INFORMATION PROVIDED:
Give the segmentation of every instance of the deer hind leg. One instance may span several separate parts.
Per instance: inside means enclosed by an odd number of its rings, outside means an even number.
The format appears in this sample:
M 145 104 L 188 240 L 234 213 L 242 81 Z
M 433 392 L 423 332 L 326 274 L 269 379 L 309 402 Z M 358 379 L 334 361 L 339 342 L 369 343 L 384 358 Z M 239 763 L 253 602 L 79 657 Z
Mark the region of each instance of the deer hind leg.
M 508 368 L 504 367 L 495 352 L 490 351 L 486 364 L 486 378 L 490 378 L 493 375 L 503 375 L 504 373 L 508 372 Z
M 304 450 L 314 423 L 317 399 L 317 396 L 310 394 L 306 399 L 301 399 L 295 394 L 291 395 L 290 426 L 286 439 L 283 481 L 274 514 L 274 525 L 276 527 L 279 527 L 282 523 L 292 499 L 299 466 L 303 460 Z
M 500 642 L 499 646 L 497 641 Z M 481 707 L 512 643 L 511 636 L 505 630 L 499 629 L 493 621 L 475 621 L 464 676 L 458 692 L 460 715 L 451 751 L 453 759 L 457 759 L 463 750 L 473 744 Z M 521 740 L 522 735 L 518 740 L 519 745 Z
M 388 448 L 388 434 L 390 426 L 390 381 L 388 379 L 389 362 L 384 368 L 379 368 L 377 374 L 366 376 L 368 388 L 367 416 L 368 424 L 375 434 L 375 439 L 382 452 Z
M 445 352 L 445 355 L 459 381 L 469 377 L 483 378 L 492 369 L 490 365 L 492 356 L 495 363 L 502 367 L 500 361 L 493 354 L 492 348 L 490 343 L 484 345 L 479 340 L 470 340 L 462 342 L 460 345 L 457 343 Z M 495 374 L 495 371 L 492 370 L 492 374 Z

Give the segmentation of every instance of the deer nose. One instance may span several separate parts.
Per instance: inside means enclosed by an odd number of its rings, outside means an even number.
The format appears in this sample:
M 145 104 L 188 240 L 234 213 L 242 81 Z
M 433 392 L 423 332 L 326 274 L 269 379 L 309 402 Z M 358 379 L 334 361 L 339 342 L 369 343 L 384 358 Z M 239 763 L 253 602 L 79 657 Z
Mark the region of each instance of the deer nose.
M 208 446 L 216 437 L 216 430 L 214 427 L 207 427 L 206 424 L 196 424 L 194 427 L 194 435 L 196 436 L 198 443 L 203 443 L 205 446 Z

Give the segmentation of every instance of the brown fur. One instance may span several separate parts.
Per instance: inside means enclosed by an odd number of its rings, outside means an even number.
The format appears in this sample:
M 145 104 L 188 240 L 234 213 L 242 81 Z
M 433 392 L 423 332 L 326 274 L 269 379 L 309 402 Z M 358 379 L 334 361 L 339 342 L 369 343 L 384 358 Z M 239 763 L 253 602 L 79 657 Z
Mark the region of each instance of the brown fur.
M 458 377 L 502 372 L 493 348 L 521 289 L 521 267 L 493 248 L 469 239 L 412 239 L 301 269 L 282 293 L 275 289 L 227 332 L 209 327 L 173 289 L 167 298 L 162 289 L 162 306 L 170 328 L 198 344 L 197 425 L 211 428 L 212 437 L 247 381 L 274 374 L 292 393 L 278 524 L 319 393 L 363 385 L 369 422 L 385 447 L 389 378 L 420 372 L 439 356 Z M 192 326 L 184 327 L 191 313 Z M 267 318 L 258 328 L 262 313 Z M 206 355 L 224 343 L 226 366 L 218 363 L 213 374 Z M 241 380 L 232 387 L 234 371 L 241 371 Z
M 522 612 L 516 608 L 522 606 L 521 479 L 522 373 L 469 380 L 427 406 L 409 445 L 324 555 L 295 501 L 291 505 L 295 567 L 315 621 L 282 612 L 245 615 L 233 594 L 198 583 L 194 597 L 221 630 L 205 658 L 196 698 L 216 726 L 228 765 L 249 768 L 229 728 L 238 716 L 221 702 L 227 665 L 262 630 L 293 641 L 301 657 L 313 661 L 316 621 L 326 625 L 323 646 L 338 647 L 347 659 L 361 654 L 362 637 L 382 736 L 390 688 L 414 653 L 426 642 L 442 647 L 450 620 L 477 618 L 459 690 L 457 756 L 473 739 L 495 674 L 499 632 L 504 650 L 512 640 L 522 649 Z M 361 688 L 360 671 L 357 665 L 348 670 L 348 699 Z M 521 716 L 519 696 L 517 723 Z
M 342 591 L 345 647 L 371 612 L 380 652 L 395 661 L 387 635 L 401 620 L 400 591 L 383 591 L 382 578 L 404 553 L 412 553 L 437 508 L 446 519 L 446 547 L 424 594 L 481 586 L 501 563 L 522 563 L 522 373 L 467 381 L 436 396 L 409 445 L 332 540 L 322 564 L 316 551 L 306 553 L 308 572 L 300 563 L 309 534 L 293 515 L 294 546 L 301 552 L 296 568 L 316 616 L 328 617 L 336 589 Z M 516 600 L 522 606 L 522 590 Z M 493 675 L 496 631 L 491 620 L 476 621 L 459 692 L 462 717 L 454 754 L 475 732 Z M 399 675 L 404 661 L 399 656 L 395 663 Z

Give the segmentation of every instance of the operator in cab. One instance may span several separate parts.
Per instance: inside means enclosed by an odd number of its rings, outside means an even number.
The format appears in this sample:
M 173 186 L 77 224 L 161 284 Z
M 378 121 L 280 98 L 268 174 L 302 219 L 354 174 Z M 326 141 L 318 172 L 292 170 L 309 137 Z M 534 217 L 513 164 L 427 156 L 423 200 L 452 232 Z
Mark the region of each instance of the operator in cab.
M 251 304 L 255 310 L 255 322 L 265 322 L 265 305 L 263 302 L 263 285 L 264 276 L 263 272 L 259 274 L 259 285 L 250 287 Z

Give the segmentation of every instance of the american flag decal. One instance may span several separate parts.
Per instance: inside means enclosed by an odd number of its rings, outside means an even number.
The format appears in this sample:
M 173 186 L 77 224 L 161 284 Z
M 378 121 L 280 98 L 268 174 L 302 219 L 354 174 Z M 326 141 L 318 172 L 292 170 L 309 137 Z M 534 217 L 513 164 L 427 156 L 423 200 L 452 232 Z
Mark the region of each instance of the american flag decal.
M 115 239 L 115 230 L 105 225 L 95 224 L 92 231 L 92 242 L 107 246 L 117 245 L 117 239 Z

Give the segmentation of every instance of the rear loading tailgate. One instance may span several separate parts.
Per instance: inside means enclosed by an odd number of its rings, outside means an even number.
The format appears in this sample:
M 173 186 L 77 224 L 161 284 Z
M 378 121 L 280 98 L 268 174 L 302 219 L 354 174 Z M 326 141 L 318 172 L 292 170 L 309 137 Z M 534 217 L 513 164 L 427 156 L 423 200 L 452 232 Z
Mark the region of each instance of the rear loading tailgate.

EXERCISE: From the records above, please extract every line and repeat it exactly.

WRITTEN ANSWER:
Give the segmentation of every instance of the deer hind leg. One instance may span several separate parts.
Per instance: inside means enclosed by an odd number of its rings, outside means an even number.
The format appears in this sample:
M 145 104 L 188 240 L 234 213 L 242 81 Z
M 433 392 L 423 332 L 326 274 L 269 379 L 309 402 Z M 358 379 L 334 361 L 339 342 L 369 343 L 384 358 Z M 239 763 L 253 602 L 79 657 Z
Mark the region of each instance of the deer hind leg.
M 508 368 L 504 367 L 495 352 L 490 351 L 486 364 L 486 378 L 490 378 L 493 375 L 503 375 L 504 373 L 508 372 Z
M 304 450 L 314 423 L 317 399 L 317 396 L 310 394 L 306 399 L 301 399 L 295 394 L 291 395 L 290 426 L 286 439 L 283 481 L 274 514 L 274 525 L 276 527 L 279 527 L 282 523 L 292 499 L 299 466 L 303 460 Z
M 500 642 L 499 646 L 497 641 Z M 481 707 L 512 643 L 511 636 L 505 630 L 499 629 L 493 621 L 475 621 L 464 676 L 458 692 L 460 715 L 451 751 L 453 759 L 457 759 L 463 750 L 473 744 Z M 521 740 L 522 735 L 518 740 L 519 745 Z
M 388 448 L 388 434 L 390 426 L 390 381 L 388 379 L 389 362 L 384 368 L 379 368 L 377 374 L 366 376 L 368 388 L 367 416 L 368 424 L 375 434 L 375 439 L 382 452 Z
M 445 352 L 445 355 L 459 381 L 469 377 L 483 378 L 492 369 L 490 365 L 492 356 L 495 363 L 502 367 L 500 361 L 493 354 L 492 348 L 490 343 L 484 345 L 479 340 L 470 340 L 462 342 L 460 345 L 457 343 Z M 495 374 L 495 371 L 492 370 L 492 374 Z

Give the segmentation of every instance of the deer nose. One instance may span several separate parts.
Per instance: inside means enclosed by an odd number of its rings, outside means an even number.
The format appears in this sample:
M 145 104 L 188 240 L 234 213 L 242 81 Z
M 433 392 L 423 332 L 326 274 L 269 379 L 309 402 Z M 358 379 L 334 361 L 339 342 L 369 343 L 384 358 Z M 239 763 L 253 602 L 79 657 Z
Mark the region of each instance of the deer nose.
M 208 446 L 216 437 L 216 430 L 214 427 L 207 427 L 206 424 L 196 424 L 194 427 L 194 435 L 196 436 L 198 443 L 203 443 L 205 446 Z

Give the segmentation of every instance of the brown fur. One instance may span several separate parts.
Per instance: inside means enclosed by an odd number of its rings, outside means an even number.
The format appears in this sample:
M 145 104 L 188 240 L 234 213 L 242 81 Z
M 433 392 L 423 332 L 326 274 L 269 379 L 309 402 Z M 358 379 L 334 361 L 339 342 L 369 343 L 384 358 Z M 239 763 L 253 602 L 79 657 Z
Mark the region of each instance of the brown fur.
M 458 377 L 502 372 L 493 348 L 521 289 L 521 267 L 493 248 L 469 239 L 412 239 L 301 269 L 282 293 L 275 289 L 227 332 L 209 327 L 173 289 L 167 298 L 162 289 L 162 306 L 170 328 L 198 344 L 197 425 L 211 428 L 212 437 L 247 381 L 274 374 L 292 393 L 278 524 L 319 393 L 363 385 L 369 422 L 385 447 L 389 378 L 420 372 L 439 356 Z M 192 326 L 184 327 L 191 313 Z M 267 318 L 258 328 L 262 313 Z M 206 355 L 224 343 L 226 366 L 218 363 L 213 374 Z M 241 380 L 232 387 L 234 371 L 241 371 Z
M 522 612 L 516 608 L 522 606 L 521 479 L 522 373 L 469 380 L 427 406 L 409 445 L 324 555 L 295 501 L 291 505 L 295 567 L 315 621 L 282 612 L 245 615 L 233 594 L 198 583 L 194 597 L 221 630 L 205 658 L 196 698 L 216 726 L 228 765 L 249 768 L 229 728 L 238 716 L 221 702 L 227 665 L 262 630 L 293 641 L 301 657 L 313 661 L 316 621 L 326 625 L 323 646 L 338 647 L 347 659 L 361 654 L 362 637 L 382 736 L 390 688 L 414 653 L 426 642 L 442 647 L 450 620 L 477 618 L 459 690 L 457 756 L 473 739 L 495 674 L 499 632 L 504 650 L 512 640 L 522 649 Z M 361 688 L 360 671 L 357 665 L 348 670 L 348 699 Z M 521 716 L 519 696 L 517 723 Z
M 342 591 L 345 647 L 371 612 L 380 652 L 395 661 L 387 635 L 401 620 L 400 591 L 383 591 L 382 578 L 404 553 L 412 553 L 437 508 L 446 519 L 446 547 L 424 594 L 481 586 L 501 563 L 522 563 L 522 373 L 467 381 L 436 396 L 409 445 L 332 540 L 322 564 L 316 551 L 306 553 L 308 572 L 300 563 L 309 534 L 293 515 L 294 546 L 301 552 L 296 568 L 316 616 L 328 617 L 336 589 Z M 516 600 L 522 606 L 522 590 Z M 493 675 L 496 631 L 491 620 L 476 621 L 459 692 L 462 717 L 454 754 L 475 732 Z M 399 675 L 404 661 L 399 656 L 395 663 Z

Give the segmentation of every instance of the operator in cab. One instance may span several separate parts.
Per instance: inside means enclosed by an odd number of its rings, outside means an even number.
The format appears in this sample:
M 173 186 L 77 224 L 161 284 Z
M 378 121 L 280 98 L 268 174 L 302 219 L 354 174 Z M 326 141 L 318 172 L 292 170 L 309 137 Z M 534 217 L 513 164 L 427 156 L 423 200 L 452 232 Z
Mark the region of each instance of the operator in cab.
M 251 304 L 255 310 L 255 322 L 265 322 L 265 305 L 263 302 L 263 285 L 264 276 L 263 272 L 259 274 L 259 285 L 250 287 Z

Give the segmentation of every instance of the american flag decal. One instance may span several separate parts.
Per instance: inside means enclosed by an odd number of its rings, outside means an even number.
The format appears in this sample:
M 173 186 L 77 224 L 161 284 Z
M 378 121 L 280 98 L 268 174 L 302 219 L 354 174 Z M 326 141 L 318 172 L 292 170 L 309 137 Z M 534 217 L 513 164 L 427 156 L 423 200 L 452 232 Z
Mark the region of each instance of the american flag decal.
M 115 239 L 115 230 L 105 225 L 95 224 L 92 231 L 92 242 L 107 246 L 117 245 L 117 239 Z

Give the segmentation of every instance of the rear loading tailgate. One instance may span several separate parts.
Per instance: inside means enclosed by an odd number of its rings, outside means an even number.
The format appears in this sample:
M 173 186 L 77 224 L 161 284 Z
M 378 121 L 280 98 L 268 174 L 302 219 L 354 174 Z M 326 141 L 318 172 L 292 170 L 309 137 Z M 534 217 L 513 164 L 427 156 L 423 200 L 452 232 Z
Mark the region of each instance of the rear loading tailgate.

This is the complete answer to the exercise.